= STATED EXERCISE A =
According to the article about the Glen Park house, what is the name of the lifestyle consultancy firm that Reed heads?

= PROVIDED PASSAGE =
[BEGIN]
A San Francisco hideout, whose spare, art-filled interior opens to spectacular views, a tiered garden and decks, is designed for living inside and out.



IN A FAST-PACED DIGITAL WORLD, disruption is a virtue. So although this 1930s house in San Francisco’s verdant Glen Park area had been extensively remodeled in 2012, its new owner, a 28-year-old tech entrepreneur, wanted to make further changes.

The four-story, 4,000-square-foot building on a steep up-sloping hillside had four bedrooms, a media room, several bathrooms, a panoramic view of the city and bay, and easy access to Silicon Valley. But its unfinished backyard, gray stucco exterior, gray-stained oak floors, walnut casework and hemmed-in hallways were all unremarkable.

To put his stamp on what is the very first home he has called his own, the young owner enlisted the help of Akemi Tamaribuchi Reed, his former hairstylist, who is now his design touchstone.

“My role is very atypical,” Reed, who heads a lifestyle consultancy firm called Subject to Change, explains.
[END]
= GIVEN RECORDS =
[BEGIN]
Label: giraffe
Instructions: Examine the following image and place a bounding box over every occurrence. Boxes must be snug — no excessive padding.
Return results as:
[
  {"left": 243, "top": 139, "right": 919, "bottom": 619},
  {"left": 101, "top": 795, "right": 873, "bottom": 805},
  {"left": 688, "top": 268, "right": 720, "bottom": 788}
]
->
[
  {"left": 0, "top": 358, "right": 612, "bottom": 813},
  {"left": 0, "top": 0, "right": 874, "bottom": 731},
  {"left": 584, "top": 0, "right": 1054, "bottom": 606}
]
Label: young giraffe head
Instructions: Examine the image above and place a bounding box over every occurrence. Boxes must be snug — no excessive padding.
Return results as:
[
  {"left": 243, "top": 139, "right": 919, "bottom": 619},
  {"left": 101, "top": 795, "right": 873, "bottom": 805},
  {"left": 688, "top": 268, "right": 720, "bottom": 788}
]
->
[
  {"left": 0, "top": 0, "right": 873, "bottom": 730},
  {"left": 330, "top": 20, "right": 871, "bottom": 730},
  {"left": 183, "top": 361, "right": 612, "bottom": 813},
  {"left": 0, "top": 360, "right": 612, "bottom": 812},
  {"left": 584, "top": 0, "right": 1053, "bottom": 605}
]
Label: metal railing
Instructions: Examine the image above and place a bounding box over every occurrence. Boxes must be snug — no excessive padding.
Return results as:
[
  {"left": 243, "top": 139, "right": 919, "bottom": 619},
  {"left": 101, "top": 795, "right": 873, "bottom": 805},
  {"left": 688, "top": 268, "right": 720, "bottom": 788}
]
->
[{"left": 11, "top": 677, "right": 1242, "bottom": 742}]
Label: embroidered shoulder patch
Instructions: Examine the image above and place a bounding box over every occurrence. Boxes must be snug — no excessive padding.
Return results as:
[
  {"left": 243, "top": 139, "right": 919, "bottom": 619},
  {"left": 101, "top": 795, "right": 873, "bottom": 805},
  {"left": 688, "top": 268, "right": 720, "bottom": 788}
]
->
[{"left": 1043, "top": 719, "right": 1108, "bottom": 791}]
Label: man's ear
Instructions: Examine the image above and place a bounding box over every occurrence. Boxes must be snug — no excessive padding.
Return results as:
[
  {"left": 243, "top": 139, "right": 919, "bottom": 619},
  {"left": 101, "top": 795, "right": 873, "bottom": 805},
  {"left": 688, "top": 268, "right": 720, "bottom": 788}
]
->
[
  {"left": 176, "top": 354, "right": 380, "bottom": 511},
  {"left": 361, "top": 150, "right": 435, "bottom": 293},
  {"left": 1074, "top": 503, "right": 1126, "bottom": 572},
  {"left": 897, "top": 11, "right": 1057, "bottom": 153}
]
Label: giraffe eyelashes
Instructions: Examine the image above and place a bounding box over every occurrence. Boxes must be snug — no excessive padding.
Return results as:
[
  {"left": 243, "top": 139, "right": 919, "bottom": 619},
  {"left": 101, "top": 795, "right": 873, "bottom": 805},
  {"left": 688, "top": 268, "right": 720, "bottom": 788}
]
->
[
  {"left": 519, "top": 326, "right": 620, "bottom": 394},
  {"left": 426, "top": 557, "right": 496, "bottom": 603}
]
[END]
= STATED EXERCISE B =
In the rows between the line holding "Label: metal railing" and the last line of the rows, inclusive, replace "snug" with "tight" and return only those lines.

= EXERCISE RESPONSE A =
Subject to Change

= EXERCISE RESPONSE B =
Label: metal railing
Instructions: Examine the image above and place a bounding box over every occurrence. Boxes must be tight — no excessive padding.
Return results as:
[
  {"left": 243, "top": 139, "right": 919, "bottom": 619},
  {"left": 101, "top": 795, "right": 873, "bottom": 805},
  {"left": 688, "top": 268, "right": 720, "bottom": 788}
]
->
[{"left": 11, "top": 677, "right": 1242, "bottom": 742}]
Label: embroidered shoulder patch
Instructions: Examine the image above and place a bounding box over every occurrence. Boxes must be tight — no excessive padding.
Return results as:
[
  {"left": 243, "top": 139, "right": 919, "bottom": 619},
  {"left": 101, "top": 795, "right": 873, "bottom": 805},
  {"left": 688, "top": 268, "right": 720, "bottom": 788}
]
->
[{"left": 1043, "top": 719, "right": 1108, "bottom": 791}]
Label: man's ear
Instructions: Examine the image above and place a bounding box over every occurrence. Boxes must be tight — no excessive padding.
Return results as:
[
  {"left": 243, "top": 139, "right": 919, "bottom": 619},
  {"left": 101, "top": 795, "right": 873, "bottom": 805},
  {"left": 688, "top": 268, "right": 720, "bottom": 788}
]
->
[
  {"left": 176, "top": 354, "right": 380, "bottom": 511},
  {"left": 361, "top": 150, "right": 435, "bottom": 293},
  {"left": 1074, "top": 503, "right": 1126, "bottom": 572},
  {"left": 897, "top": 11, "right": 1057, "bottom": 153}
]
Label: giraffe eyelashes
Instructions: Examine the image above and place a bounding box over every occurrence. Boxes must be tight — no excessive padding.
Return results as:
[
  {"left": 243, "top": 139, "right": 919, "bottom": 619},
  {"left": 101, "top": 795, "right": 873, "bottom": 805},
  {"left": 688, "top": 268, "right": 720, "bottom": 788}
]
->
[
  {"left": 519, "top": 326, "right": 620, "bottom": 394},
  {"left": 426, "top": 557, "right": 496, "bottom": 603}
]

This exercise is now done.